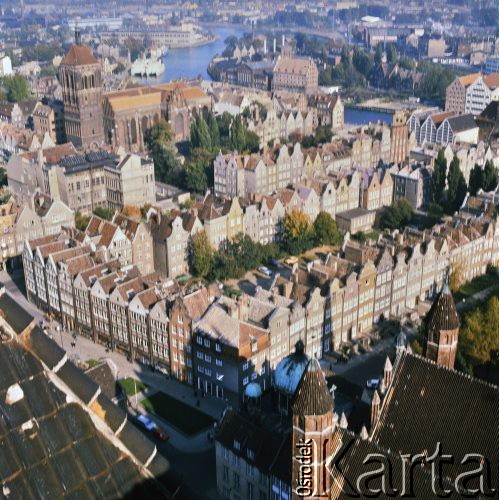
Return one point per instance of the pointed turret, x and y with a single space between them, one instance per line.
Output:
313 426
442 329
375 408
312 396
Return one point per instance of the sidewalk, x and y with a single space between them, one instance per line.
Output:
86 349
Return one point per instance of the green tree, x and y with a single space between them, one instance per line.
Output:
438 177
346 57
326 231
361 61
456 187
201 255
159 140
237 135
252 142
200 134
81 221
397 215
391 54
104 213
214 131
297 232
489 176
16 87
476 179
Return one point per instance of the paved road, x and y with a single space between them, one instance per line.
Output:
192 459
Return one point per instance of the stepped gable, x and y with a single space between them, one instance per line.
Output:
443 314
312 396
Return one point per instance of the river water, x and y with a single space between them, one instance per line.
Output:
355 116
191 62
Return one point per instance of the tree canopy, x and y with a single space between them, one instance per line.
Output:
479 335
397 215
297 232
438 177
16 87
326 231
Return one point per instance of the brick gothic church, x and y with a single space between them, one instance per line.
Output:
81 80
421 408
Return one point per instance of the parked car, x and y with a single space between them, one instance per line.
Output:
265 270
161 434
276 263
147 423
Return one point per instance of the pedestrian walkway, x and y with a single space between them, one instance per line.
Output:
82 349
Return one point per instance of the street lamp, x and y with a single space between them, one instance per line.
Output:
60 331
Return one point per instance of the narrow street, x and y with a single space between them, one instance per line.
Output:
192 458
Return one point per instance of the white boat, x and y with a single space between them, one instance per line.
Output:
149 65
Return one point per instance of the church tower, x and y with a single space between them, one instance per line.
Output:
80 75
442 329
312 435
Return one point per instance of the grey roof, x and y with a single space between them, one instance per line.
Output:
17 317
289 370
49 447
460 123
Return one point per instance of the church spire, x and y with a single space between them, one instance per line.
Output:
312 432
442 328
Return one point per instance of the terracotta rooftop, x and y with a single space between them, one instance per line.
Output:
79 55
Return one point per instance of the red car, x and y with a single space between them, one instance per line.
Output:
161 434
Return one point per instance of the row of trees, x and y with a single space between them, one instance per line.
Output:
356 65
483 178
208 135
449 198
15 88
398 215
243 254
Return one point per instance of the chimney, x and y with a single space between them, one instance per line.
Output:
77 35
375 408
387 373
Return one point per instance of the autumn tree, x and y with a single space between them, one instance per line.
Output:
398 215
326 231
479 335
297 232
201 255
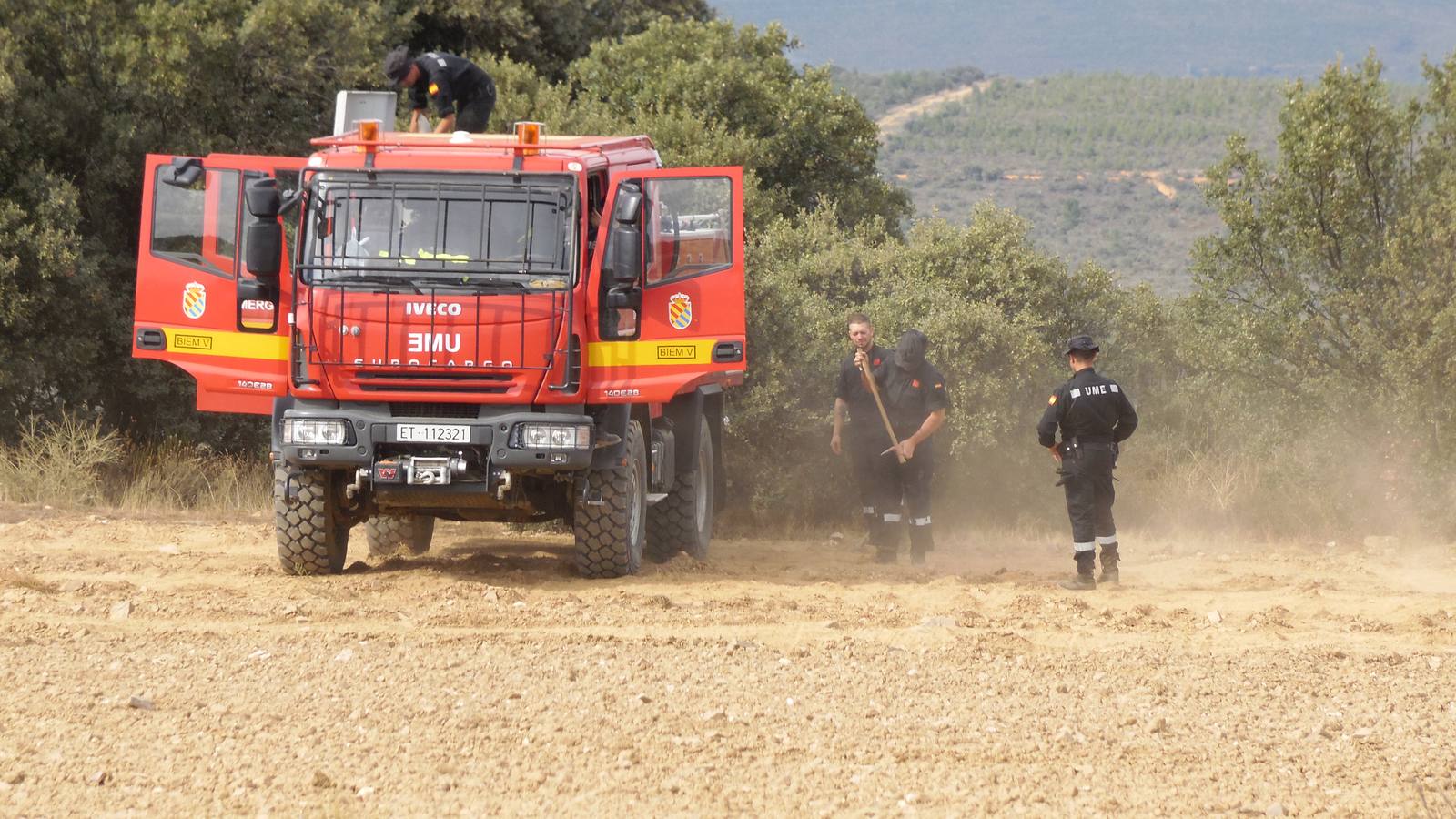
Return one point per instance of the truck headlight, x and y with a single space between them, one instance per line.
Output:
553 436
315 430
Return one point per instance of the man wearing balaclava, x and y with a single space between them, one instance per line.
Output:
915 399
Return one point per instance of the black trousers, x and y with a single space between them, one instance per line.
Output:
909 486
864 450
475 114
1088 480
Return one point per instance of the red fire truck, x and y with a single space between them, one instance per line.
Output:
510 329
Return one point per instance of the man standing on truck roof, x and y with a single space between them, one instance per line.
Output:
462 94
863 435
1096 416
915 399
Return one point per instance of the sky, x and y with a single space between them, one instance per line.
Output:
1026 38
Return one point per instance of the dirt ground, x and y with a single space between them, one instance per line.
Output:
167 666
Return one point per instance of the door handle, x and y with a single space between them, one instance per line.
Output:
727 351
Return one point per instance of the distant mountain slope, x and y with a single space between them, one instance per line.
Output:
1030 38
1106 167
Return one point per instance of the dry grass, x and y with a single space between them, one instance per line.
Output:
73 462
58 462
174 475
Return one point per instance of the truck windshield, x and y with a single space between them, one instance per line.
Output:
450 229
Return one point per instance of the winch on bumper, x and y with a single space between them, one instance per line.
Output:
431 450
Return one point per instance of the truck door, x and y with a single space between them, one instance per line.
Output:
197 307
677 321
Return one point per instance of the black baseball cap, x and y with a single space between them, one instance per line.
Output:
397 65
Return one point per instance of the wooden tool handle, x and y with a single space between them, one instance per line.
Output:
870 378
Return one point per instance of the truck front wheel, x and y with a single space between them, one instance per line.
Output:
683 521
313 537
611 533
389 533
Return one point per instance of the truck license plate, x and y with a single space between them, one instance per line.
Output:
431 433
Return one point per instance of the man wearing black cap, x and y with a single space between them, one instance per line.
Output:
446 80
861 433
1096 416
915 399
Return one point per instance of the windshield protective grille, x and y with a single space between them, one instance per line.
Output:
453 228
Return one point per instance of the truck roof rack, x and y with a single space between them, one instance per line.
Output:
497 142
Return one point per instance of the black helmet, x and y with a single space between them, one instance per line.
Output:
397 65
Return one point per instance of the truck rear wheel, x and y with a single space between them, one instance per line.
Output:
611 535
683 521
390 533
313 538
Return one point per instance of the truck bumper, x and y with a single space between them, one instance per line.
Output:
370 428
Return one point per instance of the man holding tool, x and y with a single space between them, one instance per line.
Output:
863 433
1096 416
914 404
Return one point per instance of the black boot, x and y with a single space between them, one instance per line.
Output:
888 542
1082 581
873 532
1108 564
921 542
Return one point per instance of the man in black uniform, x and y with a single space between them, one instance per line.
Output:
865 433
1096 416
446 80
915 398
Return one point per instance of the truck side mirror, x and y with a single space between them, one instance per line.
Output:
264 239
626 256
630 205
262 197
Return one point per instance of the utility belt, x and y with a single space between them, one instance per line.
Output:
1072 450
1099 445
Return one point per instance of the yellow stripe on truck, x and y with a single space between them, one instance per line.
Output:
196 341
650 353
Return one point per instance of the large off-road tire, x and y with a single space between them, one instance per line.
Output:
611 535
313 537
390 533
683 521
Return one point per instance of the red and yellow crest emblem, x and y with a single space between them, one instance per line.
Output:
194 300
679 310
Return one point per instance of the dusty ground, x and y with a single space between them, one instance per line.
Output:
781 678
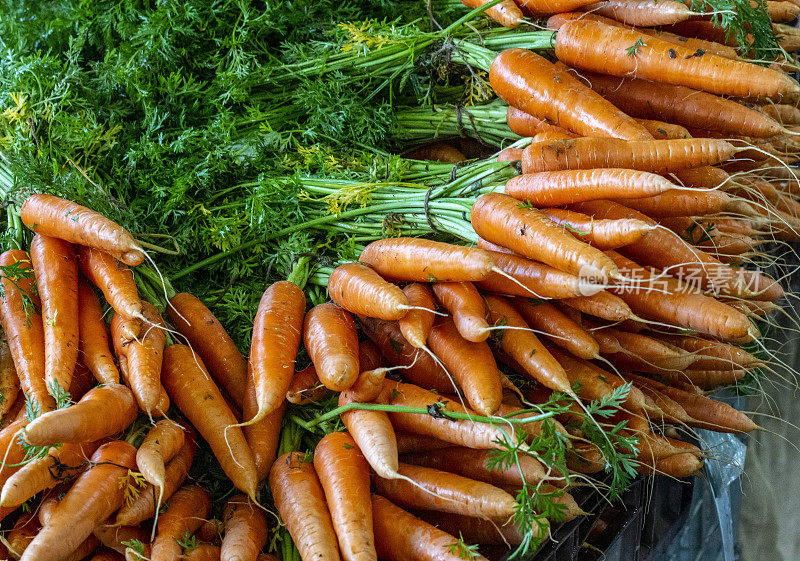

**Task details:** For each line of the data that has the word "tool", report that line.

**Answer to the problem:**
Return one point per instance of the wooden tool handle, x and y with a single space between them, one instance per line.
Return one point per instance of the man holding tool, x and y with a single space between them, one instance per line.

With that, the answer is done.